Problem details
Produce a word-for-word copy of the listing below without its pictures.

Location labeling records
==============================

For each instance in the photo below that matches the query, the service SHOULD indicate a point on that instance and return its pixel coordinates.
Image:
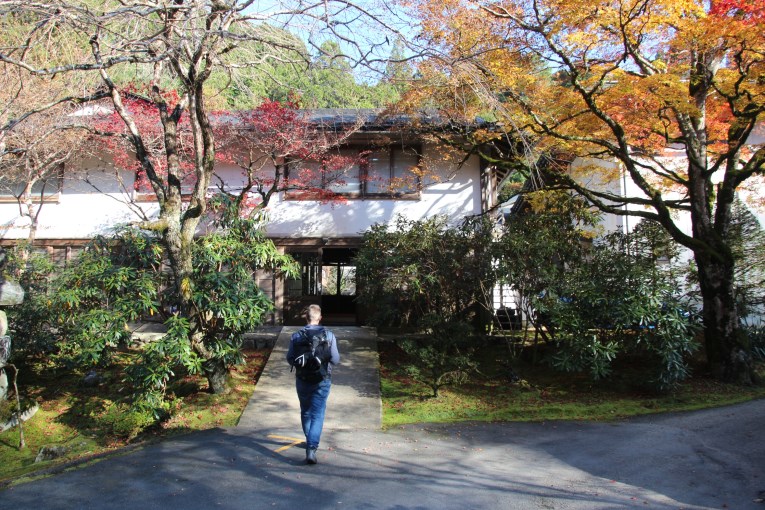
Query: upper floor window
(358, 173)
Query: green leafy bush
(442, 357)
(417, 268)
(119, 281)
(29, 322)
(619, 300)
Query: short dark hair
(312, 313)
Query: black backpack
(312, 354)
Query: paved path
(705, 460)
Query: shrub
(29, 322)
(444, 356)
(616, 301)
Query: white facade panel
(93, 200)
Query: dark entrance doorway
(327, 277)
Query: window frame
(363, 176)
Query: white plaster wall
(83, 211)
(456, 196)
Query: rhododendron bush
(664, 93)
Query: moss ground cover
(94, 421)
(541, 394)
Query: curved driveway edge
(710, 459)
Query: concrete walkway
(354, 400)
(707, 460)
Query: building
(92, 196)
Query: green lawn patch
(541, 395)
(92, 422)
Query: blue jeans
(313, 404)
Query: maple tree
(172, 51)
(278, 148)
(665, 94)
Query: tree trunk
(217, 375)
(727, 349)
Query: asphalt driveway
(710, 459)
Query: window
(390, 171)
(358, 173)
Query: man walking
(313, 352)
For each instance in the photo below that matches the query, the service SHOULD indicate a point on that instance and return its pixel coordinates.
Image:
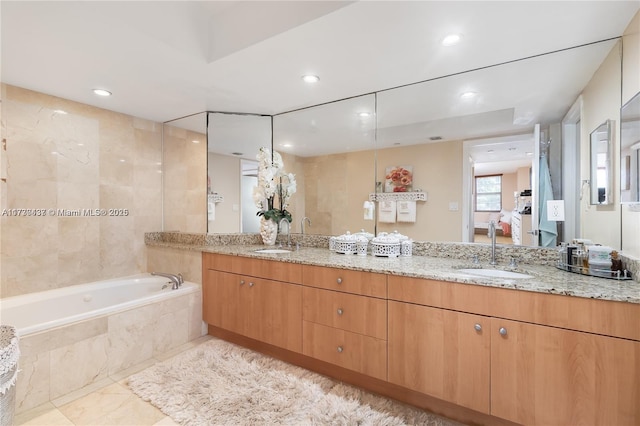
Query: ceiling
(163, 59)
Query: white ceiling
(163, 59)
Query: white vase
(268, 231)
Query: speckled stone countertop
(544, 278)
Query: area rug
(219, 383)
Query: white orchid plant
(274, 184)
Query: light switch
(555, 210)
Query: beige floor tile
(167, 421)
(63, 400)
(112, 405)
(44, 415)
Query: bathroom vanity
(476, 349)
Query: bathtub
(75, 336)
(31, 313)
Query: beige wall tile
(86, 172)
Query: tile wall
(62, 154)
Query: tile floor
(106, 402)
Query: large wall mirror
(341, 151)
(600, 160)
(630, 151)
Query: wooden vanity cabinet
(442, 342)
(342, 323)
(441, 353)
(262, 309)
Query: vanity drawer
(261, 268)
(364, 354)
(356, 282)
(358, 314)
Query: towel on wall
(211, 210)
(406, 211)
(387, 212)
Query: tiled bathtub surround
(65, 155)
(59, 361)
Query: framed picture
(398, 179)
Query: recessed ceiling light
(102, 92)
(451, 39)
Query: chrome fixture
(492, 235)
(177, 280)
(302, 223)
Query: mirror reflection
(630, 151)
(601, 171)
(331, 150)
(233, 144)
(447, 132)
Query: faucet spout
(177, 280)
(492, 235)
(302, 223)
(284, 219)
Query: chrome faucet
(177, 280)
(302, 223)
(492, 235)
(284, 219)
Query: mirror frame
(630, 156)
(599, 197)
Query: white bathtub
(31, 313)
(75, 336)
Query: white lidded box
(600, 254)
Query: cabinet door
(354, 351)
(221, 295)
(274, 312)
(358, 314)
(549, 376)
(440, 353)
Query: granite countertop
(545, 279)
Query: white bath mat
(218, 383)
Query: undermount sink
(494, 273)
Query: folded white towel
(406, 211)
(387, 212)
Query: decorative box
(385, 245)
(346, 244)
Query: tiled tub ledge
(439, 261)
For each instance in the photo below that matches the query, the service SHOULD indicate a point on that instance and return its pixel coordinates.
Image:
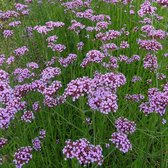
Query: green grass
(66, 121)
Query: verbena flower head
(125, 126)
(3, 142)
(121, 141)
(22, 156)
(36, 144)
(83, 151)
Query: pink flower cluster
(22, 156)
(83, 151)
(146, 8)
(158, 101)
(163, 2)
(21, 51)
(125, 126)
(150, 45)
(92, 56)
(68, 60)
(121, 141)
(150, 62)
(3, 142)
(134, 97)
(109, 35)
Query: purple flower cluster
(150, 45)
(158, 102)
(8, 33)
(68, 60)
(3, 142)
(163, 2)
(22, 156)
(21, 51)
(125, 126)
(36, 144)
(92, 56)
(28, 116)
(146, 8)
(134, 97)
(83, 151)
(150, 62)
(109, 35)
(121, 141)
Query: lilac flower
(20, 7)
(146, 8)
(80, 45)
(77, 88)
(83, 151)
(150, 62)
(3, 142)
(162, 2)
(121, 141)
(42, 29)
(8, 33)
(52, 39)
(109, 35)
(134, 97)
(36, 144)
(125, 126)
(10, 60)
(22, 74)
(136, 79)
(103, 100)
(68, 60)
(164, 121)
(36, 106)
(150, 45)
(28, 116)
(124, 44)
(57, 47)
(14, 23)
(32, 65)
(51, 25)
(22, 156)
(92, 56)
(42, 134)
(2, 59)
(50, 72)
(21, 51)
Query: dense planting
(84, 83)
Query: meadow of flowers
(83, 83)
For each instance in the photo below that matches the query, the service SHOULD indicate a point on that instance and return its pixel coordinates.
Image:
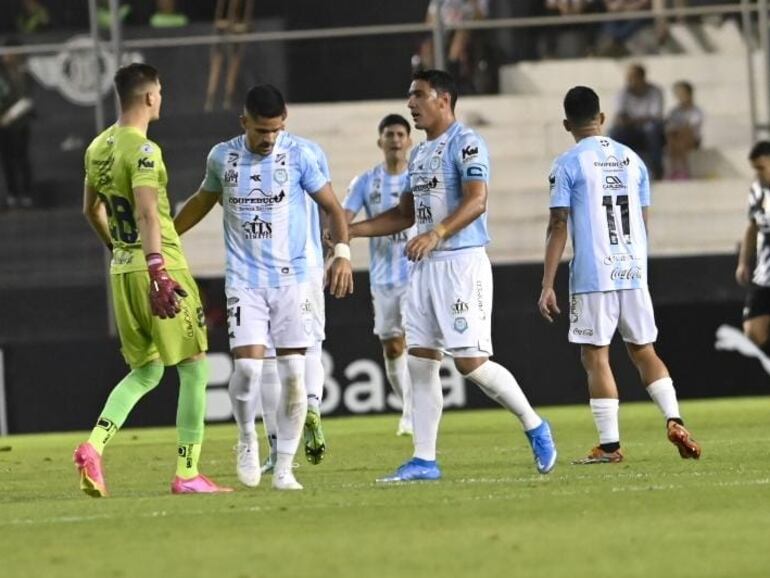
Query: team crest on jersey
(424, 214)
(257, 229)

==============================

Task answer
For each instance in the photo below that matches the query, the service SHOULD indicate a point on that instance and return its pixel coordinates.
Image:
Query: upper floor window
(358, 173)
Query: green leafy bush
(442, 357)
(417, 268)
(119, 281)
(29, 322)
(619, 300)
Query: short dark hair
(312, 313)
Query: black backpack
(312, 354)
Query: paved path
(705, 460)
Query: shrub
(29, 322)
(444, 356)
(616, 301)
Query: white facade panel
(93, 200)
Query: dark entrance doorway
(327, 277)
Query: window frame
(363, 176)
Query: white plaster wall
(83, 211)
(456, 196)
Query: rhododendron bush
(664, 93)
Query: moss ground cover
(94, 421)
(541, 394)
Query: curved driveway edge
(710, 459)
Query: concrete walkway
(354, 400)
(707, 460)
Query: building
(92, 196)
Query: green lawn patch
(541, 395)
(92, 422)
Query: blue jeans
(313, 404)
Query: maple tree
(172, 51)
(278, 148)
(665, 94)
Query: tree trunk
(217, 375)
(727, 349)
Query: asphalt driveway
(710, 459)
Query: window
(390, 171)
(358, 173)
Query: man walking
(313, 352)
For each instance in the photo below that matches the query, the service SHOULD indicate a point on that instance and return its pixel coordinates.
Image:
Query: ceiling
(163, 59)
Query: white ceiling
(163, 59)
Query: white vase
(268, 231)
Query: speckled stone countertop
(544, 278)
Query: area rug
(219, 383)
Query: white orchid plant
(274, 184)
Query: light switch
(555, 210)
Query: beige floor tile
(167, 421)
(63, 400)
(112, 405)
(44, 415)
Query: bathroom vanity
(476, 349)
Query: bathtub
(75, 336)
(31, 313)
Query: beige wall tile
(86, 172)
Query: tile wall
(62, 154)
Query: tile floor
(106, 402)
Query: large wall mirror
(341, 151)
(600, 160)
(630, 151)
Query: wooden vanity cabinet
(442, 342)
(342, 323)
(441, 353)
(262, 309)
Query: vanity drawer
(261, 268)
(364, 354)
(356, 282)
(358, 314)
Query: towel on wall
(211, 210)
(406, 211)
(387, 212)
Query: tiled bathtub surround
(65, 155)
(59, 361)
Query: framed picture
(398, 179)
Query: recessed ceiling light
(102, 92)
(451, 39)
Query: chrome fixture
(492, 235)
(177, 280)
(302, 223)
Query: mirror reflection
(630, 151)
(601, 171)
(331, 150)
(233, 144)
(447, 132)
Query: faucet spout
(177, 280)
(492, 235)
(302, 223)
(284, 219)
Query: chrome faucet
(177, 280)
(302, 223)
(492, 235)
(284, 219)
Query: mirror frame
(630, 156)
(599, 197)
Query: white bathtub
(31, 313)
(75, 336)
Query: white lidded box
(600, 254)
Query: cabinet door
(354, 351)
(221, 295)
(274, 312)
(358, 314)
(549, 376)
(440, 353)
Query: granite countertop
(545, 279)
Query: white bath mat
(218, 383)
Query: undermount sink
(494, 273)
Query: folded white towel
(406, 211)
(387, 212)
Query: decorative box
(385, 245)
(346, 244)
Query: tiled tub ledge
(439, 261)
For each instance in the photo below that matches the query, the service SHOULD indicate a point on that instance and return its pixel coordinates.
Image:
Query: green grass
(66, 121)
Query: verbena flower head
(125, 126)
(3, 142)
(121, 141)
(22, 156)
(36, 144)
(83, 151)
Query: pink flower cluster
(22, 156)
(83, 151)
(146, 8)
(158, 101)
(163, 2)
(21, 51)
(125, 126)
(150, 45)
(92, 56)
(68, 60)
(121, 141)
(150, 62)
(3, 142)
(134, 97)
(109, 35)
Query: purple flower cluster
(150, 45)
(158, 102)
(8, 33)
(68, 60)
(3, 142)
(163, 2)
(22, 156)
(21, 51)
(125, 126)
(36, 144)
(92, 56)
(28, 116)
(146, 8)
(134, 97)
(83, 151)
(150, 62)
(109, 35)
(121, 141)
Query: lilac flower
(20, 7)
(146, 8)
(80, 45)
(77, 88)
(83, 151)
(150, 62)
(3, 142)
(162, 2)
(121, 141)
(42, 29)
(8, 33)
(52, 39)
(109, 35)
(134, 97)
(36, 144)
(125, 126)
(10, 60)
(22, 74)
(136, 79)
(103, 100)
(68, 60)
(164, 121)
(36, 106)
(150, 45)
(28, 116)
(124, 44)
(57, 47)
(14, 23)
(32, 65)
(51, 25)
(22, 156)
(92, 56)
(42, 134)
(2, 59)
(50, 72)
(21, 51)
Query: dense planting
(84, 83)
Query: meadow of flowers
(83, 83)
For each instance in the photo below that matches the query, the service SHOULD indicate a point on that instance and return its pixel coordinates.
Image:
Query: team crest on jersey
(424, 214)
(257, 229)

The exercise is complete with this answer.